Reproduce all of the items below word for word, leaving the pictures out of your answer.
<<<<
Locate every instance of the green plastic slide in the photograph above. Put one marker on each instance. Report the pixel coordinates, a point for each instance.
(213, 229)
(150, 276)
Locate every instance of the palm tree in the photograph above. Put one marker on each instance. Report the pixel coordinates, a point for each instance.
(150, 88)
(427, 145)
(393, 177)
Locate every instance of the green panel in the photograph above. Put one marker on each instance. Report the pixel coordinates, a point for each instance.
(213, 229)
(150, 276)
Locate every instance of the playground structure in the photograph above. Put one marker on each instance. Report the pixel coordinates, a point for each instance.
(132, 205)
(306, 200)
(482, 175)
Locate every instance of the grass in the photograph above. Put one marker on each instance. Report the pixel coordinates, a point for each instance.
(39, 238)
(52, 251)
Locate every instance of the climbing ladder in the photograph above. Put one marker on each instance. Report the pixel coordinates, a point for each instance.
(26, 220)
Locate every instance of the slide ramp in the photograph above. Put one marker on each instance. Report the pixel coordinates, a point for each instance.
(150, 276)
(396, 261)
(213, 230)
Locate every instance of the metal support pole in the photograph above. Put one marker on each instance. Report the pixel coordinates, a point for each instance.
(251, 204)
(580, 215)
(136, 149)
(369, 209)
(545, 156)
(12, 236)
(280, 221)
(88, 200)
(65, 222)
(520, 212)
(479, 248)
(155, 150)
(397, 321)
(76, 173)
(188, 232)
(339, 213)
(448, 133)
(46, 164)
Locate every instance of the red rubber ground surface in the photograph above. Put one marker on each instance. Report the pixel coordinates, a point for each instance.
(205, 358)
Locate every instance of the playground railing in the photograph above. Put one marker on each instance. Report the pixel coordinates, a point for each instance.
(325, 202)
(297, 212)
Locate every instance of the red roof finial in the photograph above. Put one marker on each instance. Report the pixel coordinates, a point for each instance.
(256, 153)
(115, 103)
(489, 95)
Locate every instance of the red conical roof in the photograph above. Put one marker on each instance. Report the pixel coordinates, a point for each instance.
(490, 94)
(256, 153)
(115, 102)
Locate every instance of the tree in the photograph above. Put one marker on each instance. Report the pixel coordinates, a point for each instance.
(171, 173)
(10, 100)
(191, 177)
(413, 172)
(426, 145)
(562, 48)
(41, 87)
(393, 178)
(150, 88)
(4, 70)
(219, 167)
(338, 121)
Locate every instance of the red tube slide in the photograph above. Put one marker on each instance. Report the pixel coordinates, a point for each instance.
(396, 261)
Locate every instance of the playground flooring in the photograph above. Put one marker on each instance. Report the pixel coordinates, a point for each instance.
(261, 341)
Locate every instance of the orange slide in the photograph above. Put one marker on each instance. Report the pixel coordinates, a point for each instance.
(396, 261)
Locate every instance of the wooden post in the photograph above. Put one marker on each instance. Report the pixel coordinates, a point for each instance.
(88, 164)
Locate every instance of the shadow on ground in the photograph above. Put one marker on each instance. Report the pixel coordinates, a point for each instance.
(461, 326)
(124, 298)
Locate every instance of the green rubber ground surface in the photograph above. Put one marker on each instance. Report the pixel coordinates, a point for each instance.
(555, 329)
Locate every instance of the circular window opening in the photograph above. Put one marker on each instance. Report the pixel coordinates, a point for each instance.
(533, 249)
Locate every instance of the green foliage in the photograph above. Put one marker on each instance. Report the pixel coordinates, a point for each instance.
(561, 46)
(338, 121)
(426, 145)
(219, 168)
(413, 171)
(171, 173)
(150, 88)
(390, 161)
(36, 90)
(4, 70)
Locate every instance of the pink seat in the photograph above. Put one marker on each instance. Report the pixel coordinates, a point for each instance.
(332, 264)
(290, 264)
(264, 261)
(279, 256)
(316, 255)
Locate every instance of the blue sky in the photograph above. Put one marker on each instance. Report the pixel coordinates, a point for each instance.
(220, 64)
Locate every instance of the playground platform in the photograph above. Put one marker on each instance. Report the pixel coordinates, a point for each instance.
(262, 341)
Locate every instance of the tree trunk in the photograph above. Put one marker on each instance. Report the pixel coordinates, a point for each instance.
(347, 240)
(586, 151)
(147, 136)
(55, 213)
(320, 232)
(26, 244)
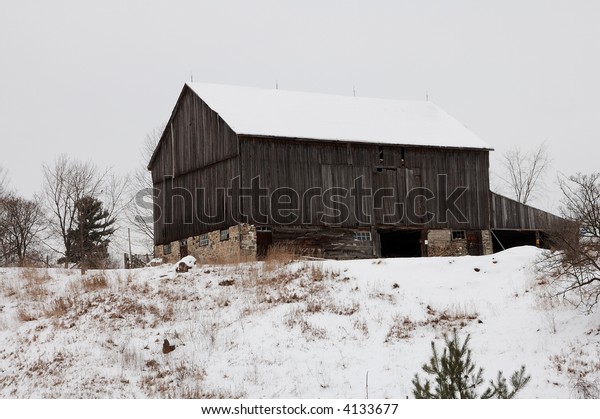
>>>>
**RIGHT ANSWER**
Locate every instance of the green plastic slide in the photograph above. Put one marker on each instance. Report the pixel coordinates, a point for each instance.
(213, 229)
(150, 276)
Locate every instance of the palm tree in the photograph above. Put one marker on each instance. Report the pixel coordinates, a point for each instance.
(150, 88)
(427, 145)
(393, 177)
Locate every instance of the green panel in the photograph above. Put one marker on each instance. Report the pixel coordinates, a point for each instance.
(213, 229)
(150, 276)
Locate every instance of the playground structure in the photograph above. Put one marker on each instance. Report the pixel coordinates, a point for each instance.
(132, 205)
(306, 200)
(482, 175)
Locate every instance of the grass in the photograph above. Put one marker on each instance. Report the pixel coordinates, a point for each instance.
(39, 238)
(52, 251)
Locate every instance of the climbing ladder in the photograph above. Put one marker on each instance. Report the pixel coordinates, a point for each instance.
(26, 220)
Locate every instance of the slide ramp in the photograph above. Put one marker on each instance. Report the pixel coordinates, a point for each instance.
(150, 276)
(396, 261)
(213, 230)
Locate every instance of the metal support pole in the photograph above. Put one marker on each instance. Report the pixel coordinates, a point for each instance.
(251, 204)
(580, 215)
(136, 149)
(369, 209)
(545, 156)
(12, 236)
(280, 221)
(88, 200)
(65, 222)
(520, 212)
(479, 248)
(155, 150)
(397, 321)
(76, 173)
(188, 232)
(339, 213)
(448, 133)
(46, 164)
Locate every instance of the red rubber ground surface in the photograph above. Put one marker on each instance. Report the pixel coordinates, a point for each instance.
(205, 358)
Locate every instance of the playground railing in the photograph above. Put one marker on each instance. Report the pixel coordinates, a point for each instance.
(325, 202)
(297, 212)
Locate every instance of the red roof finial in the photograph above. Put one marker on each instance. Report the pixel coordinates, a point for each instance.
(256, 153)
(115, 103)
(489, 95)
Locate every instance of the red conical roof in the photograph above. Put one marker on each instance. Report the pixel coordinates, a point for each instance.
(490, 94)
(256, 153)
(115, 102)
Locate every instance of the tree in the photograph above. Put one marker on each instance. Report the pixel coordinates, a point for each instance.
(171, 173)
(10, 100)
(191, 177)
(413, 172)
(426, 145)
(562, 48)
(41, 87)
(393, 178)
(150, 88)
(4, 70)
(219, 167)
(338, 121)
Locate every instance of the red tube slide in the photograph above. Put one marker on each instance. Report the pixel coordinates, a point for each instance.
(396, 261)
Locate every instance of the playground flooring in the photograph above. Put one marker on each instance. Report the pixel coordinates, a point for each instance.
(261, 341)
Locate every instance of the orange slide in the photograph above. Put one marker on each instance. Report the pixel coordinates, a point for each instance.
(396, 261)
Locate every instance of the wooden post in the photograph above. Put one marker on each instance. Report the pixel coordinates, a point for each instance.
(88, 164)
Locate every instance of the shadow on ground in the photograph above. Put one marker on each instance. Report the pixel coordinates, a point for each instance.
(461, 326)
(124, 298)
Locate every instance of the green rubber ground surface in the photograph above. Put one marker on each instance. Report the pixel coordinates, a point for each instance.
(555, 329)
Locate every instance of the circular window opening in the photograph above. Put one marker on each instance. Report the pixel coordinates, a point for each instance.
(533, 249)
Locate every instance of the green foliage in the photograph above. Put one marker on each instance. Report the pixel coordinates, a point for each instance.
(561, 46)
(338, 121)
(426, 145)
(219, 168)
(413, 171)
(171, 173)
(150, 88)
(390, 161)
(36, 90)
(4, 70)
Locate every instance of the pink seat in the photograph above. Put one marker on each instance. Report the pixel coordinates, a point for each instance.
(332, 264)
(290, 264)
(264, 261)
(279, 256)
(316, 255)
Locate every instance of the blue sky in the photograph above. Put one marker on each instance. Report the pixel coordinates, a point for each instance.
(220, 64)
Locate every instance of the playground platform in the photograph above. Put one marker on each instance. Report the pixel coordinates, a point for each instance.
(262, 341)
Locate every instance of the tree trunk in the photograph above. Put one marker on each instance. Report the pixel coordinates, a point for each instance.
(347, 240)
(586, 151)
(147, 136)
(55, 213)
(320, 232)
(26, 244)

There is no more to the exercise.